BEGIN
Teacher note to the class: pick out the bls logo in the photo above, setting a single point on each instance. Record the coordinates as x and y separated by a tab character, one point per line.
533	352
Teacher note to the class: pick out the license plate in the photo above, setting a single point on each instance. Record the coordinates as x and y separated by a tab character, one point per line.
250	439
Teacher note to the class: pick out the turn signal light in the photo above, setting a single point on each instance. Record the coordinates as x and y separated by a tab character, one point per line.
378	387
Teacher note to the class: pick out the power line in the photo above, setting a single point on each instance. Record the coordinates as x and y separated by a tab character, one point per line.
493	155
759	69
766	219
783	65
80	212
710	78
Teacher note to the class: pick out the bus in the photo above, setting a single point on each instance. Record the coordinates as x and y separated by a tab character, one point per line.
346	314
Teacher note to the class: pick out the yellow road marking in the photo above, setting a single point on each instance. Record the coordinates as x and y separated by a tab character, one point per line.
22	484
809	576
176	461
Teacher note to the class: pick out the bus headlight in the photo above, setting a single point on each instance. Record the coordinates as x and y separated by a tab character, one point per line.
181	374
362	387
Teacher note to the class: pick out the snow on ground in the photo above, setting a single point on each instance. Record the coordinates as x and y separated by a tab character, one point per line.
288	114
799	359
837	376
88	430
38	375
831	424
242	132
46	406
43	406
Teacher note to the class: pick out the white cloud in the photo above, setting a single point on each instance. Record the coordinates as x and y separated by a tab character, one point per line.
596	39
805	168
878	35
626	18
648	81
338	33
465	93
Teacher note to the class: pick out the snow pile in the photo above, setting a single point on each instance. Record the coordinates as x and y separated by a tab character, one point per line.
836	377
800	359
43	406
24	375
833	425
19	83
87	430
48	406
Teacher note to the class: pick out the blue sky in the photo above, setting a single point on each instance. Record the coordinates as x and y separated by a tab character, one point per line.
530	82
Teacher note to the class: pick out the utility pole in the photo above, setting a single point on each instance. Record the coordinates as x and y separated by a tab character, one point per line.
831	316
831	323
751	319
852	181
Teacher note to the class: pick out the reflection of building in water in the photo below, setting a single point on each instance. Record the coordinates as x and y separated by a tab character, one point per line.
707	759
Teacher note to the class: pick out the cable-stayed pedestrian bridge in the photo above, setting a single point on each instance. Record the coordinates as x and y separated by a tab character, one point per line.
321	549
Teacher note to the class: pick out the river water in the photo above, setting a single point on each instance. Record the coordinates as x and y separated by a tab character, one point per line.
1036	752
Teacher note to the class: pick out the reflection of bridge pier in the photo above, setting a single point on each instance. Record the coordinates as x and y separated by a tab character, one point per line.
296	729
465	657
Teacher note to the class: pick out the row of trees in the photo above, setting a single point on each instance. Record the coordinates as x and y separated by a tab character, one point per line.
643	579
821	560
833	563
END
Prompt >>
Only the lines from the one with "Teacher note to the class: pick out the river" through the final line above belong in the answer, each retyped exactly.

Response area >>
Teacher note to the class: pick out the river water in the photo above, setting a single point on each instance. Record the coordinates as x and y separated by a tab character, one point per line.
1036	752
Teacher note to the class: pick out the reflection of bridge pier in the photo above, setting a single point on each instance. Record the coordinates as x and y separated by a tab character, one point per line.
296	729
465	657
Teacher note to the class: pick out the row of trees in the photo above, setting a single point on each instance. Record the coordinates as x and y separated by a tab character, one point per line.
643	579
821	560
833	563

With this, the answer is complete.